--- START ---

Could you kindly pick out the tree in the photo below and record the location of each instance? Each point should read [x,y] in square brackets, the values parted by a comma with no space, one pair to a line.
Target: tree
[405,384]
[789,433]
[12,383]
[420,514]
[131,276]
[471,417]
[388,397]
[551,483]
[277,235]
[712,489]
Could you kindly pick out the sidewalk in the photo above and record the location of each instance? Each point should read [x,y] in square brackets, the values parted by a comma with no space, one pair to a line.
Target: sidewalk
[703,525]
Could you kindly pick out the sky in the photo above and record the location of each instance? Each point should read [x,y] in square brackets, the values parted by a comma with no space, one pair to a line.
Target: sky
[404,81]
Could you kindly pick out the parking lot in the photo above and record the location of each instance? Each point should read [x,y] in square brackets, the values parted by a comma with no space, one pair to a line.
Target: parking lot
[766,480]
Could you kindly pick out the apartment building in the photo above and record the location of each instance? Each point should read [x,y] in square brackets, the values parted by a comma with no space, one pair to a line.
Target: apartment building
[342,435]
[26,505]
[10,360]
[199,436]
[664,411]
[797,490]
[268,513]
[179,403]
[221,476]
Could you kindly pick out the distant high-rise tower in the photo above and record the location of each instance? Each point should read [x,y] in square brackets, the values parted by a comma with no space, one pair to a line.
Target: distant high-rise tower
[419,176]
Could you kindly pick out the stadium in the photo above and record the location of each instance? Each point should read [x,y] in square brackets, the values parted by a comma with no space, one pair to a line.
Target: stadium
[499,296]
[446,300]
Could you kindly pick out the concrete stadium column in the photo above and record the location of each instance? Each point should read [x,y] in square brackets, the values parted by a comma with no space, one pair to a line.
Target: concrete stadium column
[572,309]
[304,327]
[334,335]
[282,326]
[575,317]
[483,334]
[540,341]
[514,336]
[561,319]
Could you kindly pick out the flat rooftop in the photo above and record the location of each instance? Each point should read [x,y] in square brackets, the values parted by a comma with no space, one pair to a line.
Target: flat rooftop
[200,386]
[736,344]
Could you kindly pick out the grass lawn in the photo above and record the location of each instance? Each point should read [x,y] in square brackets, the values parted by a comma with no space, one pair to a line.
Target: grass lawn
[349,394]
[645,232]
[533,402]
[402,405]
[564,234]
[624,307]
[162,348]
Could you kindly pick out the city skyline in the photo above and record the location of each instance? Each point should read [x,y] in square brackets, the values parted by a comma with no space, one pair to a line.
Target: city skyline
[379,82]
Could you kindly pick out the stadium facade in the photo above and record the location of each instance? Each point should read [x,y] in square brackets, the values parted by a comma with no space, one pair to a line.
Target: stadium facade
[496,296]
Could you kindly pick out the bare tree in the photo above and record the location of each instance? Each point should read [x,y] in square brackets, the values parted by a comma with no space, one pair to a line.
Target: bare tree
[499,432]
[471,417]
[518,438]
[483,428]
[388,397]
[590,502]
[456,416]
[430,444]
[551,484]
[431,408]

--- END ---

● THE TASK:
Repeat each entry word for word.

● RESPONSE:
Could you kindly pick out the tree in the photo below and record the location of each instance? Each point should read [x,y] in square brackets, the values parted by a comma with no space, one pair to a line.
Target: tree
[405,384]
[789,433]
[12,383]
[420,514]
[131,276]
[471,417]
[388,397]
[551,483]
[277,235]
[712,489]
Could you kindly pick out the sidewalk in the photo above and record the location of each instance? Each point should read [x,y] in square brackets, the values parted by a comma with no space, one pair to a line.
Target: sidewalk
[703,525]
Could you kindly pick out the sky in the photo above and record the location of each instance? Each point should read [x,y] in square brackets, the values parted by a comma with no space, one pair to a line.
Target: sky
[404,81]
Could you kindly pick out the parking lot in the photo above and record the location of each instance? Each point should read [x,y] in square brackets, the values parted by a comma with no space, one pair to a line.
Target: parking lot
[766,480]
Could you kindly pick out the apartment building in the photo above and record the location of each instance? Each point should read [x,y] in square brackets, the values parted by a comma with no space, one pair to a line.
Target: apartment building
[342,435]
[26,505]
[10,360]
[199,436]
[664,411]
[797,490]
[268,513]
[179,403]
[221,476]
Could you kindly pick out the distant high-rise tower in the photo above and record the location of each instance? Each point should read [x,y] in square brackets, the values parted by a comma with no space, one pair to a line.
Target: distant high-rise tower
[419,176]
Could you kindly pick out the stadium in the photo above and record the location of each instance? Each point should read [x,y] in square brackets, the values parted by a comma with no space, one pair to a line.
Target: stadium
[499,296]
[446,300]
Could you kindly pick out the concrete stadium column in the photo above and record the location of each instance? Each point should read [x,y] in square brackets, the values parted by a comma with no space, one pair to a line.
Target: concrete stadium column
[572,309]
[304,327]
[334,335]
[282,326]
[575,317]
[483,334]
[540,341]
[514,336]
[561,319]
Could you kindly pick out the flat rooftop in the photo above and record the location of each instance? Each point should read [x,y] in square brackets, the values parted by a comma with no space, one pair to a line.
Target: flat rooftop
[200,386]
[736,344]
Could you kindly pick out the grass lawn in the photo above and record the location of each instance? Each point should read [x,y] in square brackets, the values parted by a comma with no space, one pair to a line.
Target: grass lawn
[349,394]
[645,232]
[533,402]
[402,405]
[564,234]
[624,307]
[162,348]
Could you kindly pick out the city skyline in the photo above and record the location of each instance? Each point should read [x,y] in square brackets, the values parted by a comma with no space, one pair to a line.
Target: city skyline
[379,82]
Could you kindly pick out the stadium facade in the photo above and record the location of each instance? Each point should read [x,y] in square brackets, the values parted by a comma with no space, one pair to a line.
Target: stadium facade
[496,296]
Could you kindly pick out the bare tree in the photo above and record the location of each instance? Each point should read [x,y] in square brackets, the values parted by a comma with no space, one pair to a line.
Target: bare tree
[499,432]
[471,417]
[518,438]
[483,428]
[388,397]
[590,502]
[456,416]
[430,444]
[551,484]
[431,408]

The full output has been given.